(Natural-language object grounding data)
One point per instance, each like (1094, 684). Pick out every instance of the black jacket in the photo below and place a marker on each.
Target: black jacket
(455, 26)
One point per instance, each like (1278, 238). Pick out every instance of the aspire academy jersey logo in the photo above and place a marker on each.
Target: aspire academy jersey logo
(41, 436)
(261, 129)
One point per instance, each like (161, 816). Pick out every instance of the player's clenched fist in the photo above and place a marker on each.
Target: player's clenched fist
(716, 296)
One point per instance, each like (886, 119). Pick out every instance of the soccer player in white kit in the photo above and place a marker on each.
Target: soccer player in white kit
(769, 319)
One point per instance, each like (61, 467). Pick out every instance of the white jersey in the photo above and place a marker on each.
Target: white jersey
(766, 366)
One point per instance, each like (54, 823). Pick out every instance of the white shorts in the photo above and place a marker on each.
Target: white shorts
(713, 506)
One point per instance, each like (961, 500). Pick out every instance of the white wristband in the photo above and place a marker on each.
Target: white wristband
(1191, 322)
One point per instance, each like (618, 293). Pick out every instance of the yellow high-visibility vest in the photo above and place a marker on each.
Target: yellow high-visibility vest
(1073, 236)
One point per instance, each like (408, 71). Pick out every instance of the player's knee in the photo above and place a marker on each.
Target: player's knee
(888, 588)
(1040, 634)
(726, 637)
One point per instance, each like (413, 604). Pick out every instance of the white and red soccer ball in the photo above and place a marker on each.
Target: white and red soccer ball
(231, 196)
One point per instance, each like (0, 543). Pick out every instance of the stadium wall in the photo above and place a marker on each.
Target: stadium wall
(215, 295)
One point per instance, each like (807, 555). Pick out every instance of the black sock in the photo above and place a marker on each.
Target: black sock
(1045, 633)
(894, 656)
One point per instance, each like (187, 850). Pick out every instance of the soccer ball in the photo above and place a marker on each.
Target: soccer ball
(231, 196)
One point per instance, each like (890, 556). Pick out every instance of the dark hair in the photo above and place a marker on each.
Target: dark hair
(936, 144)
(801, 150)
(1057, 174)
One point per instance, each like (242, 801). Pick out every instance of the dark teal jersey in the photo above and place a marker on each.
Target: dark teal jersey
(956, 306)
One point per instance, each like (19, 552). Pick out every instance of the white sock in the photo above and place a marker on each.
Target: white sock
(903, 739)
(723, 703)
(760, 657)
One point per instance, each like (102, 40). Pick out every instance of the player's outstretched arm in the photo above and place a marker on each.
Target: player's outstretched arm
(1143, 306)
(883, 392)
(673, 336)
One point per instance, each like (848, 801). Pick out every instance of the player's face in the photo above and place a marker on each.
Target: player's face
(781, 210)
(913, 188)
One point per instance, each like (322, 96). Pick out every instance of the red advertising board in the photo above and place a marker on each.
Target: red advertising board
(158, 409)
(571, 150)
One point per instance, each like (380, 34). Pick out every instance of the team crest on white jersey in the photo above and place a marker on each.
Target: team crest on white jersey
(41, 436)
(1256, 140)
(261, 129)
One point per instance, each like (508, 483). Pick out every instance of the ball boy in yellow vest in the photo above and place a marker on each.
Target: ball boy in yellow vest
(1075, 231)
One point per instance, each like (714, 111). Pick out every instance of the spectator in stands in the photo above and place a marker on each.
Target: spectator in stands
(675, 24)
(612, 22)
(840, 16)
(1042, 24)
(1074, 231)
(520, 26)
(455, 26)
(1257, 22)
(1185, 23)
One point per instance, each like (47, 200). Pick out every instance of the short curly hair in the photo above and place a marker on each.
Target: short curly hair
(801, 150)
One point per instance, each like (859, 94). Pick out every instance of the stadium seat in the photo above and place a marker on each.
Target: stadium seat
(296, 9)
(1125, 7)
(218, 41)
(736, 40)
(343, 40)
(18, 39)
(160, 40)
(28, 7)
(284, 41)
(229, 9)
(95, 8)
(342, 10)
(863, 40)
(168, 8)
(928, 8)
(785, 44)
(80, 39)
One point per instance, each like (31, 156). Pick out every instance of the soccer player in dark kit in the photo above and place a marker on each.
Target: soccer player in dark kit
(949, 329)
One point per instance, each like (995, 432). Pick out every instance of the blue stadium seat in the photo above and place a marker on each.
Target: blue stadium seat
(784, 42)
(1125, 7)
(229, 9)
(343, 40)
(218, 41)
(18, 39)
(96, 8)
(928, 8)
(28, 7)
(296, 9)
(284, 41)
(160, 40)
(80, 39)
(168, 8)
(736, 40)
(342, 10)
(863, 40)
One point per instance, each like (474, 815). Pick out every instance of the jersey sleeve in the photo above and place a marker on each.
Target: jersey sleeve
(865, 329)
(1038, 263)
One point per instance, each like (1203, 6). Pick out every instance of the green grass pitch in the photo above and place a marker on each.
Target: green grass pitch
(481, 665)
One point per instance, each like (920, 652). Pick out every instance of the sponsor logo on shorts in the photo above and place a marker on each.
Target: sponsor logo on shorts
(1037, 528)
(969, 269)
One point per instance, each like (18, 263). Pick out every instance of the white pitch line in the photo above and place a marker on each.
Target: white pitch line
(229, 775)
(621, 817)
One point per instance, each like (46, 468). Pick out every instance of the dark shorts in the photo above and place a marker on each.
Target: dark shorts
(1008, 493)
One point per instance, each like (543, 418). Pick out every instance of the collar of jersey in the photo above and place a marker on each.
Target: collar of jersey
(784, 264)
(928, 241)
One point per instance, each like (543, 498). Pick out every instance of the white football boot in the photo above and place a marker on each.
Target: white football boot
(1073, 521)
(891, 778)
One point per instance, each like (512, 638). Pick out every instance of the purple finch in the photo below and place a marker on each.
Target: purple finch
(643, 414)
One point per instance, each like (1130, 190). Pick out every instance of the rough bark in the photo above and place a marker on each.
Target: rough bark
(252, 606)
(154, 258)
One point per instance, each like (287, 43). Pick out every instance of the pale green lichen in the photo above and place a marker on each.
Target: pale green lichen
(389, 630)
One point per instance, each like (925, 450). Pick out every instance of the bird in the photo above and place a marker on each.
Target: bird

» **Work instructions**
Your response needs to restate the lines above exactly.

» **Response area**
One point per instance, each like (1094, 684). Pick out every instance of the black jacket in the photo below and place a marker on each.
Target: black jacket
(455, 26)
One point per instance, each like (1278, 238). Pick out every instance of the aspire academy jersey logo in the photo above and place a marker on each.
Target: aspire academy jersey logo
(41, 436)
(261, 129)
One point per instance, each like (161, 816). Pick out every instance of the player's clenched fist in the photo above and place a marker on each.
Target: player's clenched fist
(716, 296)
One point per instance, each like (886, 119). Pick out every instance of the soccer player in white kit in the photo above and place a marker on each.
Target: soccer player in white kit
(769, 319)
One point per instance, each like (61, 467). Pick out every instance of the white jersey in the photo above and place a marker on each.
Target: white jersey
(766, 366)
One point per instance, each like (54, 823). Pick out every instance of the white shorts in the photo above and place a marker on each.
Target: white shorts
(713, 506)
One point per instance, each like (961, 500). Pick out every instance of the white wristband in the photo above and place a marker on each.
Target: white wristband
(1191, 322)
One point per instance, each like (618, 293). Pick out every instance of the yellow high-visibility vest in the photo above and place a marker on each.
Target: yellow high-visibility vest
(1073, 236)
One point per instance, each like (408, 71). Pick out every instance of the player's knee in the photo above and place a marker on each.
Target: player's knee
(888, 588)
(1040, 634)
(726, 637)
One point per instance, each like (413, 604). Pick out every instance of the white and red soccer ball in the photo above and place a marker on each.
Target: white and red soccer ball
(231, 196)
One point per instance, each like (0, 543). Pick out every instance of the stadium wall in the photo above and place a marker on each.
Target: stadium wall
(215, 295)
One point per instance, each like (807, 555). Pick out every instance of the black sock in the photo above and place a marker on each.
Target: black sock
(1045, 633)
(894, 656)
One point per instance, each like (187, 850). Pick out every instance of the soccer ball in the photo above and place a marker on each.
Target: soccer ball
(231, 196)
One point per instance, each like (890, 556). Pick out every instance of the dark hair in the photo above and place a marker on each.
Target: dark hair
(936, 144)
(801, 150)
(1057, 174)
One point per instance, each like (242, 801). Pick out every instance of the dark teal jersey in the photo above and place a marker on each.
Target: dark teal jersey
(956, 306)
One point per instance, each like (19, 552). Pick out every instance of the white sock in the photo above and place a marker on each.
Target: white sock
(903, 739)
(723, 703)
(760, 657)
One point per instance, each like (102, 40). Pick out every instance of the player's outstretched arm in the photo above and place a marker on each.
Target: player's outstretched arm
(1143, 306)
(883, 392)
(673, 336)
One point per instance, each like (848, 801). Pick out every instance of the player's face in the photo above and place a marker on each.
Target: player's face
(781, 210)
(913, 188)
One point per instance, each like (322, 96). Pick out every instance of the red advertising board in the photo above and place a marker on each.
Target: red advertising board
(158, 409)
(571, 150)
One point per instance, each like (380, 34). Pick out every instance of the team crest on white jersey in the photo above and place a marker on each.
Target: team crest on white jersey
(41, 436)
(1256, 140)
(261, 129)
One point per instance, each like (508, 483). Pick out every instance of the ball boy in yellow vest in the photo above and place a marker on each.
Target: ball boy in yellow vest
(1075, 231)
One point per instance, each like (714, 111). Pick out every instance of the spectator in stands in the photo above and place a marker on each.
Target: spectator in stands
(675, 24)
(612, 22)
(840, 16)
(1042, 24)
(1074, 231)
(520, 26)
(455, 26)
(1257, 22)
(1185, 23)
One point per instance, each like (47, 200). Pick out every instance of the short curly hair in the photo above and place a marker on each.
Target: short curly hair
(801, 150)
One point per instance, each like (859, 94). Pick out every instance of the stadium seat in the photo above and place a marker on each.
Target: stadium seat
(296, 9)
(1125, 7)
(218, 41)
(736, 40)
(343, 40)
(18, 39)
(160, 40)
(28, 7)
(284, 41)
(229, 9)
(95, 8)
(342, 10)
(863, 40)
(168, 8)
(928, 8)
(785, 44)
(80, 39)
One point per instance, each like (31, 156). Pick out every instance of the soccer player in dark kit in the photo above and place a marker on each.
Target: soccer player in dark kit
(949, 329)
One point per instance, each like (995, 432). Pick out every instance of the blue stadium seat in the photo above and place a marker on each.
Target: blue stadium seat
(784, 42)
(1125, 7)
(229, 9)
(343, 40)
(218, 41)
(18, 39)
(96, 8)
(928, 8)
(28, 7)
(296, 9)
(284, 41)
(160, 40)
(80, 39)
(168, 8)
(736, 40)
(342, 10)
(863, 40)
One point per instance, each like (474, 815). Pick out every instance of the jersey sleeve in the photo above and place a marker on each.
Target: jersey sleeve
(865, 329)
(1038, 263)
One point per instance, each like (1203, 6). Pick out every instance of the green grass pitch in the photo above and place a marker on each.
Target: green grass pitch
(481, 665)
One point per instance, each like (920, 652). Pick out every instance of the sponsor logo on shorts in the photo above and place a marker on each.
Target: sponsor logo on shorts
(1037, 528)
(969, 269)
One point per instance, each like (18, 263). Pick out every instance of the white pitch line in the photo above and place a marker on each.
Target: white pitch line
(229, 775)
(621, 817)
One point per instance, each like (46, 468). Pick out every instance of the dark shorts in the photo above and place a marker on each.
Target: dark shorts
(1008, 493)
One point per instance, each like (543, 418). Pick out every instance of the collar of jersey in the photo above and place a marker on each.
Target: collar of jersey
(784, 264)
(928, 241)
One point per instance, each like (543, 498). Pick out every instance of the white football boot in the photo above and place a marker on each.
Target: white football boot
(1073, 521)
(891, 778)
One point per instance, each like (512, 638). Pick out every instance of the purple finch in the photo below and place a marker on each.
Target: purple finch
(643, 414)
One point per instance, each like (1130, 190). Pick out every instance of the rough bark in the photo above and place a marker on each.
Target: rough bark
(252, 606)
(154, 258)
One point per instance, each like (287, 43). Pick out every instance of the pale green lichen in the photo above and place a marker on each.
Target: pale green lichen
(389, 630)
One point per instance, each like (925, 450). Pick out every instance of the bird in the photo above and place a marker on each.
Target: bird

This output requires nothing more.